**DESCRIPTION OF THE TASK**
Word for word, repeat all of the entries.

++++++++++++++++++++

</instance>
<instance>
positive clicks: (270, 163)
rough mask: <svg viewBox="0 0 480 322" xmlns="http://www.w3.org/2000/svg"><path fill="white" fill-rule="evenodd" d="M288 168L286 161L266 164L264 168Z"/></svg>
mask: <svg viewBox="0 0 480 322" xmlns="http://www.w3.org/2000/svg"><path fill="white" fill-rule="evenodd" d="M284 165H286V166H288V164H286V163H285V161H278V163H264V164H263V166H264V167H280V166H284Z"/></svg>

++++++++++++++++++++

**TASK SOLUTION**
</instance>
<instance>
positive clicks: (270, 163)
rough mask: <svg viewBox="0 0 480 322" xmlns="http://www.w3.org/2000/svg"><path fill="white" fill-rule="evenodd" d="M288 168L286 161L266 164L264 168Z"/></svg>
mask: <svg viewBox="0 0 480 322" xmlns="http://www.w3.org/2000/svg"><path fill="white" fill-rule="evenodd" d="M284 165H286V166H288V164H286V163H285V161H278V163H264V164H263V166H264V167H280V166H284Z"/></svg>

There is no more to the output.